| Text block |
Everyone is told there are two types of websites: secure (HTTPS) and not secure (HTTP). In fact there are three types of websites. The third type is a "secure" site that has gone the extra mile and offers proof of its identity.
To take money from an ATM requires both a plastic card and a password. Two things. Two factors. In computing "two factors" refers to needing a password and something else to gain access to a system. Thus, a stolen password becomes useless as its only half the story. The robotic response from every computer nerd is to use Two Factor Authentication (2FA). But, it is not that simple. In the topic on SIM Swaps there are links to articles by people who became vulnerable by using 2FA. First they had their cellphone number stolen, but that was done to abuse 2FA text messages and change the passwords on many accounts. No 2FA text messages, no password changes. And, everything breaks, so you need to be up to speed on the fallback system for when 2FA breaks. There are different types of 2FA and no one right answer for everyone.
You never know who calls you on the phone. Callerid can be spoofed just like the FROM address in email, so the same advice holds: think carefully before taking action based on a single phone call, especially any action involving money, passwords or personal information.
Considering the many data breaches of personal information, along with the legal sharing of it, ID theft is all too likely. Here are some things to do to in preparation.
A SIM swap is Identity Theft in which bad guys steal your mobile phone number and get it assigned to one of their phones. They do this because a phone number is often used to prove identity, with forgotten passwords. Other terms for this are SIM Hijacking and a port-out scam.
Public Wi-Fi is always dangerous, whether a password is required or not.
A VPN prevents spying on your online activity by anyone you an see (anyone on the same local network). For this reason, it should always be used on public Wi-Fi networks. A VPN also prevents spying by the ISP connecting you to the Internet. In the US, ISPs are allowed to spy on their customers and sell that data. A "secure" website prevents others on your LAN and your ISP from reading the content of web pages. However, they can still tell which websites you visited. In some cases, just the website name gives away too much information. VPNs hide everything.
In addition, a VPN will change your public IP address, so you can pretend to be in a different physical location. It also should change the DNS servers used to translate computer names to IP address. For an introduction to DNS see my RouterSecurity.org site.

| Task instructions |
1/ In the records, reproduce the part that opens with the line containing "high heel sandal" and closes with the line containing "(543, 1232)", both lines included and requests kept. Multiply every coordinate in the answers by 1.3 and round each to a whole number, with halves rounded up.
2/ Carry on the online security text past its final sentence.
The records have nothing to do with the online security text.

| Records from a point labeling set |
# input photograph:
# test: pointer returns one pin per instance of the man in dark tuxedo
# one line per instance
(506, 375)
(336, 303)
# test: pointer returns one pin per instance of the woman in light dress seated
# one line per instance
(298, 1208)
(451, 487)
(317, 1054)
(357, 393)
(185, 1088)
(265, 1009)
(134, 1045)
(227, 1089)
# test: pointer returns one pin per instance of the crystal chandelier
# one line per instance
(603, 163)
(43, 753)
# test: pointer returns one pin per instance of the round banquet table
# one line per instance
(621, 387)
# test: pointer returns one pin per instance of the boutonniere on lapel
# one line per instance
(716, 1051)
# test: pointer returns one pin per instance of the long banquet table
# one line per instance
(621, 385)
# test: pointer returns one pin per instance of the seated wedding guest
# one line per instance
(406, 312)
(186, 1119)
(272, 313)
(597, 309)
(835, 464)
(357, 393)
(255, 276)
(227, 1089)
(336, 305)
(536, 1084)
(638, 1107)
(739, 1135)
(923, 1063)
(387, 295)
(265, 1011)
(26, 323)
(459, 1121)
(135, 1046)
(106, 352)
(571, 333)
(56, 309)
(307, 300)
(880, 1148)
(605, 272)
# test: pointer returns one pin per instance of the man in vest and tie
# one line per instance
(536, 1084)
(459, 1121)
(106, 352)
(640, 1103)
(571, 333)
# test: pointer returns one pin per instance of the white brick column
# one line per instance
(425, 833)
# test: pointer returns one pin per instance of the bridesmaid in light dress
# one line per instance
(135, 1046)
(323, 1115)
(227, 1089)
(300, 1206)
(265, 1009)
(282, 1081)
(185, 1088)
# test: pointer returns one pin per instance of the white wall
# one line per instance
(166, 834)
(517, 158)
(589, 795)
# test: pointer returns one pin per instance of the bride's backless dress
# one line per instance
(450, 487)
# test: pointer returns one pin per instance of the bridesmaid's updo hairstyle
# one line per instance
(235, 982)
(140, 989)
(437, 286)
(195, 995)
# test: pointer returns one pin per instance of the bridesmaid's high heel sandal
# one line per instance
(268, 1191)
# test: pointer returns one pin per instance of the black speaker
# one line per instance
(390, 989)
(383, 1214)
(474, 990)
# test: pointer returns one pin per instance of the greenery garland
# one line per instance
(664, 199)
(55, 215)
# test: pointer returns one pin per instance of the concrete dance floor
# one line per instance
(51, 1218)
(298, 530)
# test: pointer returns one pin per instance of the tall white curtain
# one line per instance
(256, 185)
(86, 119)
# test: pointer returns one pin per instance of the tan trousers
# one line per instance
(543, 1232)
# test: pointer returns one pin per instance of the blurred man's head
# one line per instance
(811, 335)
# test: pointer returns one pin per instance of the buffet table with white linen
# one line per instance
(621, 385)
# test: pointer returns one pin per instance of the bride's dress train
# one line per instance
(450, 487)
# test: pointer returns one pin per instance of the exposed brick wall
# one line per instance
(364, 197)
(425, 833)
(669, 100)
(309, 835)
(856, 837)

| Final results |
1/
# test: pointer returns one pin per instance of the bridesmaid's high heel sandal
# one line per instance
(348, 1548)
# test: pointer returns one pin per instance of the black speaker
# one line per instance
(507, 1286)
(498, 1578)
(616, 1287)
# test: pointer returns one pin per instance of the greenery garland
# one line per instance
(863, 259)
(72, 280)
# test: pointer returns one pin per instance of the concrete dance floor
# one line per instance
(66, 1583)
(387, 689)
# test: pointer returns one pin per instance of the tall white curtain
# one line per instance
(333, 241)
(112, 155)
# test: pointer returns one pin per instance of the tan trousers
# one line per instance
(706, 1602)

2/
All of the smart assistants (from Amazon, Google and Apple) sometimes record at the wrong time. That is, they record without a person having said the wake word. And, since all three companies send some recordings to contractors, to help improve the system, strangers may hear your embarrassing conversations. Tony Soprano would not have allowed Siri in his home. Google lets you access your history, delete past recordings and automatically delete your data every couple of months. Amazon lets you manually delete past recordings and disable human review of Alexa recordings. Initially, Apple lost at this privacy game, they did not have any way to opt out. In early Aug 2019 they took their first step and did more in iOS 13.2.
Bloomberg reported in April 2019 that Amazon Workers Are Listening to What You Tell Alexa. There are options in the app to disable this (Settings -> Alexa Account -> Alexa Privacy -> Manage How Your Data Improves Alexa) but they may not be honored.
Another privacy issue with Alexa is that the devices phone home to Amazon and to others, even when they are not being used. No one knows why.
Article: Alexa has been eavesdropping on you this whole time by Geoffrey Fowler May 2019. Amazon keeps a copy of everything Alexa records after it hears the wake word. Fowler listened to 4 years of his recordings and found that dozens of times it recorded when it should not. It even picked up some sensitive conversations. There are instructions for deleting these recordings via the Alexa app. Hear your archive at www.amazon.com/alexaprivacy.
Also from Fowler: Amazon collects data about third-party devices even when you do not use Alexa to operate them. For example, Sonos keeps track of what albums, playlists or stations you listen to and shares that information with Amazon. You can tell Amazon to delete everything it has learned about your home, but you can not look at this data or stop Amazon from continuing to collect it.
Alexa Defense: Turn off voice purchasing in the app: Menu -> Settings -> Alexa Account -> Voice Purchasing. If you want to use Voice Purchasing then perhaps disable one-click payments. Or, set a spoken pin to stop anyone else from shopping using your account.
Alex initial configuration: the app wants to "periodically upload your contacts" - say Later (there is no NO). The app also wants to verify your phone number when first configured, there is no need for this, skip it.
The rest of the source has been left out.